▸ Work request
No line before the one containing "every white wall" should appear; that line and all lines after it, through the end of the data, are to be set down exactly.

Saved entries
⟨
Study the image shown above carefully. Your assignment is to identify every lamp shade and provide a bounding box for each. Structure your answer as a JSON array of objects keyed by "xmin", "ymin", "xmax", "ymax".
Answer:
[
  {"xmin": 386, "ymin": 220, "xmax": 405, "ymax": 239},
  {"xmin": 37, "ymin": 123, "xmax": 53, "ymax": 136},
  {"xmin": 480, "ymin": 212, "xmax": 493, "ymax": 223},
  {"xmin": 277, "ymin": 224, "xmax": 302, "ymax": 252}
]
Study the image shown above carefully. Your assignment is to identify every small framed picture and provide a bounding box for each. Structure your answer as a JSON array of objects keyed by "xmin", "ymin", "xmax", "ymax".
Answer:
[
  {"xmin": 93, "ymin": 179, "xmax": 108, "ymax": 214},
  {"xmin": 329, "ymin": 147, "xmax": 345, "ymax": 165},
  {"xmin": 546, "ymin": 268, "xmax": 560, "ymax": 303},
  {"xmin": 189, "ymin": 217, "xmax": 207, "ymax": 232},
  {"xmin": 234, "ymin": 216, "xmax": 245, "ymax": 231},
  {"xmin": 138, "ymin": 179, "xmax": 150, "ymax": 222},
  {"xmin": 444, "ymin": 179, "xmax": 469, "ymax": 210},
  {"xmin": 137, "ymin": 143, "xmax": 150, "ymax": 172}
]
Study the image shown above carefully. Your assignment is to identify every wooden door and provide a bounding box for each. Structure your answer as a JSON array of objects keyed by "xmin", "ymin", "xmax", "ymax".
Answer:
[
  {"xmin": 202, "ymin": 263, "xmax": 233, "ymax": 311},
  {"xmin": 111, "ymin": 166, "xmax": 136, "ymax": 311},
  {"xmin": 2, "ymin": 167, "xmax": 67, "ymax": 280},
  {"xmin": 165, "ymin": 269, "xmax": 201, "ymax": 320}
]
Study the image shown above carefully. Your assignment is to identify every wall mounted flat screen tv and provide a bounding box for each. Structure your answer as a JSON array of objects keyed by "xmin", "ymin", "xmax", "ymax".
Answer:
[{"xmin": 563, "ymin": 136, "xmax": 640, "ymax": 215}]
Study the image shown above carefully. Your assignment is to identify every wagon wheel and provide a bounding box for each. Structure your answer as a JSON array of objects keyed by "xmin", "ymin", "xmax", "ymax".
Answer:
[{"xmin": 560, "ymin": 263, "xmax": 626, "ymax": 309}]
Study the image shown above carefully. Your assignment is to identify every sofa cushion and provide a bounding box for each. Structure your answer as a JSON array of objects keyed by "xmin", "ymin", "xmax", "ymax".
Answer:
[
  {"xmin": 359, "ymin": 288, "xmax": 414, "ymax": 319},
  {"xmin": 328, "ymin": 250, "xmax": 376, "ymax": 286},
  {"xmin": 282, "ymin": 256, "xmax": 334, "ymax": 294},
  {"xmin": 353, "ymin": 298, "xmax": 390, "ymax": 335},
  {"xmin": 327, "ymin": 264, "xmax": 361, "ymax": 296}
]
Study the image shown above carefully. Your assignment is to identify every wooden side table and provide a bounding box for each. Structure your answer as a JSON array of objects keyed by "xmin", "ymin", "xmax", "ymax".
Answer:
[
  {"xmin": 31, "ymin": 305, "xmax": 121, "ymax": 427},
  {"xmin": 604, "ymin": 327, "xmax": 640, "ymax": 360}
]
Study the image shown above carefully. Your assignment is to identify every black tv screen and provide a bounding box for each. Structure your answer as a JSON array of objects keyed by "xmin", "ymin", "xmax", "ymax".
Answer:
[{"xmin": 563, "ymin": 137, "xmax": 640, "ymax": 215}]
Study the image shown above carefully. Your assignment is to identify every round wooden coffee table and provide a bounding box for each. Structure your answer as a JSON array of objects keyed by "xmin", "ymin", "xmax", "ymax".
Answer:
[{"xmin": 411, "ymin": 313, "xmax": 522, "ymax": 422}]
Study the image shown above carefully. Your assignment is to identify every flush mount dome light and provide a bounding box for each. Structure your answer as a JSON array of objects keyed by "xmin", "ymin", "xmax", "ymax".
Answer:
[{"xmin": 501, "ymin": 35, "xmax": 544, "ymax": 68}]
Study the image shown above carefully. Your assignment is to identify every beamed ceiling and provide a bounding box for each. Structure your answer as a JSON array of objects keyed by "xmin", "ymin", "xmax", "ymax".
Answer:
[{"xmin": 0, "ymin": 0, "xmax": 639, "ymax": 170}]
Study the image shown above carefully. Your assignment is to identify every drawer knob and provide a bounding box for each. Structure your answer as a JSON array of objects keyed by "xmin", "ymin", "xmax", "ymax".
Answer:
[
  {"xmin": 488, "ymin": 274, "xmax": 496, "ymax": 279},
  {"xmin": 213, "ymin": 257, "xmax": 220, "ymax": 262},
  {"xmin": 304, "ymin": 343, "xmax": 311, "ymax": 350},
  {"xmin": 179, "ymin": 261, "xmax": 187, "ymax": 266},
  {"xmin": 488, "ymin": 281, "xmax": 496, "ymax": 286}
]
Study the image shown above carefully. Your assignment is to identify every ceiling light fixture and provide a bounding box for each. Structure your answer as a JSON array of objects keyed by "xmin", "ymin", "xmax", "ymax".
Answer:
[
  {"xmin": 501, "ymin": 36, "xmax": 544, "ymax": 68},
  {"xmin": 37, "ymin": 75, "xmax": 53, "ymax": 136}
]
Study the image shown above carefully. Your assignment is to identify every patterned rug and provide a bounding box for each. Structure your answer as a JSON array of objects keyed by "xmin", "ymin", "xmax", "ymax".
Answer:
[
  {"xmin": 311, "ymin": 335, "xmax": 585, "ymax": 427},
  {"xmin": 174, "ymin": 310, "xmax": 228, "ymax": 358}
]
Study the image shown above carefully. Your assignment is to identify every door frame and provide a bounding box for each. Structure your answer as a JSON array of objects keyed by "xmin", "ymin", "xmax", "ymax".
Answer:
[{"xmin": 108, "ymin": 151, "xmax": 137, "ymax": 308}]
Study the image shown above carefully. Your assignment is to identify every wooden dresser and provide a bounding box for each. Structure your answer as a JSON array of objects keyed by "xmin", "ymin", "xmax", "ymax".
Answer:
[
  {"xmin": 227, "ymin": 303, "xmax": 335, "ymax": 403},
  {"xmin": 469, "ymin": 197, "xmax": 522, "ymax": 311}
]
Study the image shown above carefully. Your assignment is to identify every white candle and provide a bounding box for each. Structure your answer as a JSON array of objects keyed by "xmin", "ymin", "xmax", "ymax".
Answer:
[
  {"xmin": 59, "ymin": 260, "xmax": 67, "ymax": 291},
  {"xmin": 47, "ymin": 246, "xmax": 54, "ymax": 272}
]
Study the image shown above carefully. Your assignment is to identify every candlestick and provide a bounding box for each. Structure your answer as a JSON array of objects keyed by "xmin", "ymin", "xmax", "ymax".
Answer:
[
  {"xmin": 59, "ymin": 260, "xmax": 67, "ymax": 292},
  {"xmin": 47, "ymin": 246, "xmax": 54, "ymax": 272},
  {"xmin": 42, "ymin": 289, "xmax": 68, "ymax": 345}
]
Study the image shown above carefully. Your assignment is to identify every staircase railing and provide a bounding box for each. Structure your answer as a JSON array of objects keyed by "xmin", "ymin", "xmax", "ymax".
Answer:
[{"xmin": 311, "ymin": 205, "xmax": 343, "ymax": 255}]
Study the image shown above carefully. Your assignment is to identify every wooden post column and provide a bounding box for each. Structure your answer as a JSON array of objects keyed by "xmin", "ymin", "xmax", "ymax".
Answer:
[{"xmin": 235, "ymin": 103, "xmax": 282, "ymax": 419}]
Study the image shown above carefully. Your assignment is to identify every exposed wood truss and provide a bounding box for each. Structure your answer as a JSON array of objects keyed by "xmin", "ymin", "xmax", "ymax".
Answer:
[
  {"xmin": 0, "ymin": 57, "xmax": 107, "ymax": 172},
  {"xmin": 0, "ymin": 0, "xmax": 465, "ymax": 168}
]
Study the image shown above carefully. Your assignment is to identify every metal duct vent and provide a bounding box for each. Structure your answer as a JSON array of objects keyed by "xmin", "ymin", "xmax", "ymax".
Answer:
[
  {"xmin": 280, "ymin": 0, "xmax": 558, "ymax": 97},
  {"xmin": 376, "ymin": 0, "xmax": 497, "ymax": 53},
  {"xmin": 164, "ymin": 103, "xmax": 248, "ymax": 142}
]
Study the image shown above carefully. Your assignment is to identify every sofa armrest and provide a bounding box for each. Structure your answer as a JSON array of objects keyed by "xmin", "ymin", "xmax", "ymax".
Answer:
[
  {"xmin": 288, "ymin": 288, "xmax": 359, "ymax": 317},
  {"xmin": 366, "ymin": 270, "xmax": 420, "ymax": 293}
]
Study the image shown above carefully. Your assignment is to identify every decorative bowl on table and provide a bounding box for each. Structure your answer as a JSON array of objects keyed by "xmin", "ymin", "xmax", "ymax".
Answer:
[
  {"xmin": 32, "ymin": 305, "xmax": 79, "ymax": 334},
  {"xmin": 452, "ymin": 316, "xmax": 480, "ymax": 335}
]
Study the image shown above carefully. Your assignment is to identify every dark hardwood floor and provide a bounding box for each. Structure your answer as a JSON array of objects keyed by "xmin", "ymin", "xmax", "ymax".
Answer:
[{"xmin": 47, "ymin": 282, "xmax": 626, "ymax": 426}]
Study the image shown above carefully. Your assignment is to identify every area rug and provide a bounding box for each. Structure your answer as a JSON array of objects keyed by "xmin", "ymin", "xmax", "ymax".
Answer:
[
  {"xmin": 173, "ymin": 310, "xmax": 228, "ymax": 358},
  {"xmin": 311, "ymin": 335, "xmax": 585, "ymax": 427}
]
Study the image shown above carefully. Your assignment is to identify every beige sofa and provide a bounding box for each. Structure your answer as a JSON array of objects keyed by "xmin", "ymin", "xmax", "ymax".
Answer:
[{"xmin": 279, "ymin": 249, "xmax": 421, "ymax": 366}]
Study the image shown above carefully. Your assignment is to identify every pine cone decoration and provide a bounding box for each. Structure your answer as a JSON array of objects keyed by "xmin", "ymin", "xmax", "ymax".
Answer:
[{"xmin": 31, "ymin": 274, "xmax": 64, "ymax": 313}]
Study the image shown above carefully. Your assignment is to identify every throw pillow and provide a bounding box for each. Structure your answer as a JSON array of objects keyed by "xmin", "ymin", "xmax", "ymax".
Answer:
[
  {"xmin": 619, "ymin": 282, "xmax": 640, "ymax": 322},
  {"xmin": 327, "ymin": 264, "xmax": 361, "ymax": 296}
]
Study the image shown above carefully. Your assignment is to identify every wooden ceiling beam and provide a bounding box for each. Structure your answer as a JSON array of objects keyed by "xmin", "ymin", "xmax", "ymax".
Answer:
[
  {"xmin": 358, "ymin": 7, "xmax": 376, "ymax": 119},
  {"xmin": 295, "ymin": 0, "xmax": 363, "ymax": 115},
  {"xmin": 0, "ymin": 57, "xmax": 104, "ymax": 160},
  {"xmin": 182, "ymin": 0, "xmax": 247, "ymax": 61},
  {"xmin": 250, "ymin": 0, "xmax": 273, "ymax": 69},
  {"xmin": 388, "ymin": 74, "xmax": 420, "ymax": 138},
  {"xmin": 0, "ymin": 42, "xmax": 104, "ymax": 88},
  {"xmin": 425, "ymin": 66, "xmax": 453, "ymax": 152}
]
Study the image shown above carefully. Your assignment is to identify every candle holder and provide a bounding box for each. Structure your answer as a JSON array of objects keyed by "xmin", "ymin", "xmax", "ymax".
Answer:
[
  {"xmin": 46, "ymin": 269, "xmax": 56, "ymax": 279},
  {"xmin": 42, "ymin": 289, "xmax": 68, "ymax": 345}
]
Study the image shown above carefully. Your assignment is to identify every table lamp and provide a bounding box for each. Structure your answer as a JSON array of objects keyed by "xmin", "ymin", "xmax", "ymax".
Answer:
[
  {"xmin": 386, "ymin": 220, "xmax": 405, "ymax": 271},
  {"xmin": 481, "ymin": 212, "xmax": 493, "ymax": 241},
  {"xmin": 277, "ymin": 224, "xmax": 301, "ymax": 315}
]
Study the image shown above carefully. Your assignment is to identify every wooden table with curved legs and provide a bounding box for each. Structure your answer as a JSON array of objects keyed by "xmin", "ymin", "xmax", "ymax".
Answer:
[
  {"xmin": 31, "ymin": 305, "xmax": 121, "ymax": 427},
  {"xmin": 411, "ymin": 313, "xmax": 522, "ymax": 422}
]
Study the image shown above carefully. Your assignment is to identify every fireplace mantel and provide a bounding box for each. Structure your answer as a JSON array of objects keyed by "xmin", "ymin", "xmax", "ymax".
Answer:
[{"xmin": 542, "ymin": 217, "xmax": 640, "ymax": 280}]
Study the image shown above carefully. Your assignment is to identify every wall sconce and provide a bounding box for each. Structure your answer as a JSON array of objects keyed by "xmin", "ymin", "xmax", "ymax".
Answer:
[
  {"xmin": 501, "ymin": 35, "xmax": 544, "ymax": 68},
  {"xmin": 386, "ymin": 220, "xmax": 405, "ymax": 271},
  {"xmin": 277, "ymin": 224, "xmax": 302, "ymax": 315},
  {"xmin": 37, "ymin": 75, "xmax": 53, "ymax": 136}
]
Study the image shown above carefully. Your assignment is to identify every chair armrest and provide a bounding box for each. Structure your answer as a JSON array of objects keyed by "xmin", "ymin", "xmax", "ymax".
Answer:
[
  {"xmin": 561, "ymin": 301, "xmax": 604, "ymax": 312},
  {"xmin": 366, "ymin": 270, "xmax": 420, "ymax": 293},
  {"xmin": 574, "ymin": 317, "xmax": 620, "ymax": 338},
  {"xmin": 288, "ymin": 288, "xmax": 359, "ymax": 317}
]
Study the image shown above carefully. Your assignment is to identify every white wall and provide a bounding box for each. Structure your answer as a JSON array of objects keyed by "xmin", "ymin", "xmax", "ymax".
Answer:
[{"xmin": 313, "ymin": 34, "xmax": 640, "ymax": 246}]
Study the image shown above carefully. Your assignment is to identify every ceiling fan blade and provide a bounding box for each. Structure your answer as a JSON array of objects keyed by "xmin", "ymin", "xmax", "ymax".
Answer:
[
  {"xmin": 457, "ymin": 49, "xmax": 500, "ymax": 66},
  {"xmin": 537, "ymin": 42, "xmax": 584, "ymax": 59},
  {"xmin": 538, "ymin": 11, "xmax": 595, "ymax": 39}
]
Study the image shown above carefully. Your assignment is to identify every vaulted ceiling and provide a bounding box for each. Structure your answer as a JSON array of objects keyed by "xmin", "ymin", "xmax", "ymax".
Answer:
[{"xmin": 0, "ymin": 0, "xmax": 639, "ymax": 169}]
⟩
▸ Solution for this problem
Study the image shown above carefully. Your assignment is to identify every white wall and provide a bounding box for each. Structure your answer as a JSON array of objects keyed by "xmin", "ymin", "xmax", "ymax".
Answer:
[{"xmin": 313, "ymin": 34, "xmax": 640, "ymax": 246}]
Study the image shown above carefully. Your assignment is to identify every ceiling fan blade and provide a bounding box for each. Structure your answer as a JSON array of objects keyed by "xmin", "ymin", "xmax", "ymax".
Answer:
[
  {"xmin": 457, "ymin": 49, "xmax": 500, "ymax": 66},
  {"xmin": 537, "ymin": 42, "xmax": 584, "ymax": 59},
  {"xmin": 538, "ymin": 11, "xmax": 595, "ymax": 39}
]
Study the image shown above carefully. Your assignment is to identify every vaulted ceiling and provide a bounding box for each. Structure your answer as a JSON array of objects keyed by "xmin", "ymin", "xmax", "ymax".
Answer:
[{"xmin": 0, "ymin": 0, "xmax": 639, "ymax": 169}]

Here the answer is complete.